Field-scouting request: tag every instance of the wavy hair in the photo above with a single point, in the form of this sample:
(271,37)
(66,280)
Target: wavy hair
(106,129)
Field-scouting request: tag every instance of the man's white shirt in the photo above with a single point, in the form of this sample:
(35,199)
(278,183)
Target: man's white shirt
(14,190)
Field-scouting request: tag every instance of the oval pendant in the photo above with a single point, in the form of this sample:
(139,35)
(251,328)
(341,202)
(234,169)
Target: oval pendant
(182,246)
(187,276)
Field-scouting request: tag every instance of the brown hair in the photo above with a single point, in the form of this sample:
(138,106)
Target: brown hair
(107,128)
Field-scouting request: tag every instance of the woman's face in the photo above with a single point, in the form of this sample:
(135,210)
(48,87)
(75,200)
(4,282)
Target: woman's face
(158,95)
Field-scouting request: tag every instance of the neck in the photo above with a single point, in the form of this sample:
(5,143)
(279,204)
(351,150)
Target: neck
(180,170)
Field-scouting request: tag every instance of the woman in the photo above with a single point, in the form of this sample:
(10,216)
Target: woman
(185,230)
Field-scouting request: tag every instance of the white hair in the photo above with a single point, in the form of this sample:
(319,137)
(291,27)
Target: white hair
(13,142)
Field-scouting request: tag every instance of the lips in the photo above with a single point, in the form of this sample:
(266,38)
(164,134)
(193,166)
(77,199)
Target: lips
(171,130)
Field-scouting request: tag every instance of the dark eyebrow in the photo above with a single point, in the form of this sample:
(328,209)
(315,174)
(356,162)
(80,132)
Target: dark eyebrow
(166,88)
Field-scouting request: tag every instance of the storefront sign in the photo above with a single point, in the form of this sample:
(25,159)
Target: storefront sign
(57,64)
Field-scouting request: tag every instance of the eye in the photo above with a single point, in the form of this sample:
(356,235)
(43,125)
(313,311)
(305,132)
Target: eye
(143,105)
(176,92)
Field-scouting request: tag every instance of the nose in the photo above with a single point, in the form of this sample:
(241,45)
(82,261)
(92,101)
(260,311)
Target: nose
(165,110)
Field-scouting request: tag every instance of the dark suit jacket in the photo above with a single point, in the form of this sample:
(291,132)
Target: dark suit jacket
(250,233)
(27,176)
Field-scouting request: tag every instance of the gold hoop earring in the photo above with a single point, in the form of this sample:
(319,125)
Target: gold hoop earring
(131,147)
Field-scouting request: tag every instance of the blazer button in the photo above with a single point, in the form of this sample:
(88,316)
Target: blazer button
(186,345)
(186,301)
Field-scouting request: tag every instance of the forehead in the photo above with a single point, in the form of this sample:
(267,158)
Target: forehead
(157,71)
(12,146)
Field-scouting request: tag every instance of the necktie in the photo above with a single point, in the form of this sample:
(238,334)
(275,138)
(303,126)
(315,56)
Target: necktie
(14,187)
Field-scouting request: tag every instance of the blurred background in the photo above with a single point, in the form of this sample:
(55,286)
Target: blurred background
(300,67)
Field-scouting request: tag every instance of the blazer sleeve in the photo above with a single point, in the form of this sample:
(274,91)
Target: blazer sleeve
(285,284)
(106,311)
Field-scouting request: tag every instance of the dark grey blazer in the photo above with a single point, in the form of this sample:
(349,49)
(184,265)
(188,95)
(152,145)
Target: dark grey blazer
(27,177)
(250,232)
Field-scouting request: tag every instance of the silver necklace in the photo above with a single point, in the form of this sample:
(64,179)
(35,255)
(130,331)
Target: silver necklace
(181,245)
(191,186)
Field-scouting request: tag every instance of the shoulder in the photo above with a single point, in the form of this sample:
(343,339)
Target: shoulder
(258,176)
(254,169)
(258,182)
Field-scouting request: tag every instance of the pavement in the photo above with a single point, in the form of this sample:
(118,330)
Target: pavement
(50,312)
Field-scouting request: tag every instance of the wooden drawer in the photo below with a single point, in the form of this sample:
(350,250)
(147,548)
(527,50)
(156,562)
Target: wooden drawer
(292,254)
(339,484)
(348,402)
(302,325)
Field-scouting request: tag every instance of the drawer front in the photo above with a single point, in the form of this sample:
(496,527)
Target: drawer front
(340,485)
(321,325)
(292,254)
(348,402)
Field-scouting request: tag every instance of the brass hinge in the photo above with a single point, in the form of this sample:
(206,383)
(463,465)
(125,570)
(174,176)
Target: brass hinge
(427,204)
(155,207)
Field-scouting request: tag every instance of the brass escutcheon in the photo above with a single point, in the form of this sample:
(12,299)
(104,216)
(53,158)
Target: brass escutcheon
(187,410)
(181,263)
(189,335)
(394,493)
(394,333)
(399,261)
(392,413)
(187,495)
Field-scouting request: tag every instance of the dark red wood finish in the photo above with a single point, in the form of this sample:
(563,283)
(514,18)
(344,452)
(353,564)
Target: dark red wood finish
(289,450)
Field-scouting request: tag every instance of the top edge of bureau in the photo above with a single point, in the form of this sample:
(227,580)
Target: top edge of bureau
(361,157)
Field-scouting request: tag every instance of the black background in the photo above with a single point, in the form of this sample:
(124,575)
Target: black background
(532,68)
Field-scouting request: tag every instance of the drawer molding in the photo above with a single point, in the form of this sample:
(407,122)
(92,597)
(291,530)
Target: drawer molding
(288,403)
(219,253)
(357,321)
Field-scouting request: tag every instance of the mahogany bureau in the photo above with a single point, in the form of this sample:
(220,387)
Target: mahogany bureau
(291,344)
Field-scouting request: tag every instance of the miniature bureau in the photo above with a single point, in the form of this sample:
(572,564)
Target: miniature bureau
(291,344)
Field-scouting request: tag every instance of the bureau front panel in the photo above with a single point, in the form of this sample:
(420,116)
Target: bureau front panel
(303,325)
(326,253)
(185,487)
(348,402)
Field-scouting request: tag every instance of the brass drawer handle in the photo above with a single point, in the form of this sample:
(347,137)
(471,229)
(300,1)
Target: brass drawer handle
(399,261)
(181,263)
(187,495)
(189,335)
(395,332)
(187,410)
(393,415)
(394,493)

◇ ◇ ◇ ◇ ◇

What is being asked
Rewrite every line of the records above as a JSON list of strings, one string per line, with blank lines left out.

Response
[
  "Field-scouting request: tag every instance of the wavy hair in the photo above with a single point, in the form of this sample:",
  "(271,37)",
  "(66,280)",
  "Target: wavy hair",
  "(106,129)",
  "Field-scouting request: tag every instance of the man's white shirt in the photo above with a single point, in the form of this sample:",
  "(35,199)",
  "(278,183)",
  "Target: man's white shirt",
  "(14,190)",
  "Field-scouting request: tag every instance of the oval pendant in the photo above with a single point, in the form of this sample:",
  "(139,35)",
  "(251,328)",
  "(341,202)",
  "(234,169)",
  "Target: oval pendant",
  "(182,246)",
  "(187,276)",
  "Field-scouting request: tag every instance of the brown hair in the photo above with a single point, in the form of this sample:",
  "(138,106)",
  "Target: brown hair",
  "(107,128)",
  "Field-scouting request: tag every instance of the woman's face in the photo above with a single point, in the form of this sample:",
  "(135,210)",
  "(48,87)",
  "(75,200)",
  "(4,282)",
  "Target: woman's face",
  "(158,95)",
  "Field-scouting request: tag every instance of the neck in the photo above with a single point, in the form of this sample:",
  "(5,143)",
  "(279,204)",
  "(351,150)",
  "Target: neck",
  "(180,170)",
  "Field-scouting request: tag every instance of the woman in the photo above with a single point, in the form of this sample:",
  "(10,216)",
  "Target: woman",
  "(185,230)",
  "Field-scouting request: tag every instance of the white hair in the photo above with a single point, in the form of this sample:",
  "(319,137)",
  "(291,27)",
  "Target: white hair",
  "(13,142)",
  "Field-scouting request: tag every instance of the lips in the photo above with a single point, in the form of this sample:",
  "(266,38)",
  "(164,134)",
  "(193,166)",
  "(77,199)",
  "Target: lips",
  "(171,130)",
  "Field-scouting request: tag every instance of the dark eyebrow in the photo above with a single point, in the form of this sample:",
  "(328,209)",
  "(315,174)",
  "(356,162)",
  "(80,132)",
  "Target: dark eyebrow",
  "(166,88)",
  "Field-scouting request: tag every instance of the storefront sign in the photo above with a single point, in the form of this sample:",
  "(25,159)",
  "Target: storefront sign",
  "(57,64)",
  "Field-scouting request: tag every instance of the eye in the photo above with a single point, in the form of this sample:",
  "(356,235)",
  "(43,125)",
  "(313,311)",
  "(305,132)",
  "Target: eye",
  "(143,105)",
  "(176,92)",
  "Field-scouting request: tag every instance of the nose in the photo above with a single point, in the form of this sample:",
  "(241,45)",
  "(82,261)",
  "(92,101)",
  "(260,311)",
  "Target: nose",
  "(165,110)",
  "Field-scouting request: tag every instance of the dark suit jacket in the photo above with a single point, in the form of this sample:",
  "(291,132)",
  "Target: dark suit jacket",
  "(250,233)",
  "(27,176)",
  "Field-scouting request: tag every instance of the gold hoop earring in the photo above with a single point, in the form of this sample:",
  "(319,125)",
  "Target: gold hoop earring",
  "(131,147)",
  "Field-scouting request: tag every instance of the blazer button in the photo above with a single point, in the form of this sample:",
  "(88,316)",
  "Target: blazer button",
  "(186,345)",
  "(186,301)",
  "Field-scouting request: tag every instance of the forehead in the photo above with a single point, in the form of this sample:",
  "(267,158)",
  "Target: forehead",
  "(157,71)",
  "(12,146)",
  "Field-scouting request: tag every instance of the necktie in the photo above with a single point, in the form of this sample:",
  "(238,334)",
  "(275,138)",
  "(303,126)",
  "(315,56)",
  "Target: necktie",
  "(14,187)",
  "Field-scouting request: tag every instance of the blurred background in the photo above with a single point, in the form of this sample:",
  "(55,286)",
  "Target: blurred background",
  "(300,67)",
  "Field-scouting request: tag every instance of the blazer sleeve in the photo above with a single point, in the form of this sample:",
  "(274,91)",
  "Target: blazer sleeve",
  "(285,284)",
  "(106,311)",
  "Field-scouting request: tag every instance of the dark grey blazer in the photo above with a single point, in the form of this sample:",
  "(349,49)",
  "(184,265)",
  "(188,95)",
  "(152,145)",
  "Target: dark grey blazer",
  "(27,177)",
  "(250,232)",
  "Field-scouting request: tag every instance of the silver necklace in the photo above with a single point, in the form of this sample:",
  "(64,179)",
  "(35,255)",
  "(130,331)",
  "Target: silver necklace",
  "(181,245)",
  "(191,186)",
  "Field-scouting request: tag every instance of the shoulder in the photo above with a single point, in the form of this sample:",
  "(343,339)",
  "Target: shoulder",
  "(258,176)",
  "(254,169)",
  "(258,182)",
  "Field-scouting request: tag every instance of the pavement in the photo above with a single point, in the form of this sample:",
  "(118,330)",
  "Target: pavement",
  "(50,312)",
  "Field-scouting request: tag every instance of the wooden drawer in the photo below with a single point, in the form of this sample:",
  "(350,250)",
  "(147,548)",
  "(527,50)",
  "(156,562)",
  "Target: wooden drawer",
  "(292,254)",
  "(339,484)",
  "(348,402)",
  "(302,325)",
  "Field-scouting request: tag every instance of the drawer front in the photo above with a single point, in the form of this sample:",
  "(496,527)",
  "Target: drawer front",
  "(340,485)",
  "(321,325)",
  "(292,254)",
  "(348,402)",
  "Field-scouting request: tag every instance of the brass hinge in the photo above with a single point, in the form of this sample:",
  "(206,383)",
  "(463,465)",
  "(125,570)",
  "(174,176)",
  "Target: brass hinge",
  "(427,204)",
  "(155,207)",
  "Field-scouting request: tag every instance of the brass escutcheon in the photo above with a single point, in the form of this sample:",
  "(12,299)",
  "(104,216)",
  "(53,158)",
  "Target: brass escutcheon",
  "(187,410)",
  "(181,263)",
  "(189,335)",
  "(394,493)",
  "(394,333)",
  "(399,261)",
  "(392,413)",
  "(187,495)",
  "Field-scouting request: tag every instance of the dark red wood finish in the photo above with a single point, in the form of this sample:",
  "(563,283)",
  "(514,18)",
  "(344,452)",
  "(353,564)",
  "Target: dark red wood finish",
  "(289,450)",
  "Field-scouting request: tag every instance of the top edge of bureau in the photo above with a single point, in the form of this sample:",
  "(227,580)",
  "Target: top edge of bureau",
  "(361,157)",
  "Field-scouting request: tag every instance of the black background in the photo above with a single point, in the form of this sample:",
  "(124,575)",
  "Target: black background",
  "(532,68)",
  "Field-scouting request: tag every instance of the drawer molding in the photo above with a single point, in the form of this sample:",
  "(407,122)",
  "(92,597)",
  "(291,530)",
  "Target: drawer molding",
  "(288,403)",
  "(219,253)",
  "(357,321)",
  "Field-scouting request: tag every instance of the mahogany bureau in the photo above with a single point, in the form of this sample:",
  "(220,387)",
  "Target: mahogany bureau",
  "(291,344)",
  "Field-scouting request: tag every instance of the miniature bureau in the photo above with a single point, in the form of this sample:",
  "(572,564)",
  "Target: miniature bureau",
  "(291,344)",
  "Field-scouting request: tag every instance of the bureau front panel in the photo above with a single point, in the form of this sample:",
  "(420,116)",
  "Target: bureau front panel",
  "(303,325)",
  "(326,253)",
  "(185,487)",
  "(348,402)",
  "Field-scouting request: tag every instance of the brass drawer handle in the photo above with a single point, in the form of this sample:",
  "(347,137)",
  "(471,229)",
  "(300,1)",
  "Target: brass drawer handle",
  "(399,261)",
  "(181,263)",
  "(187,495)",
  "(189,335)",
  "(395,332)",
  "(187,410)",
  "(393,415)",
  "(394,493)"
]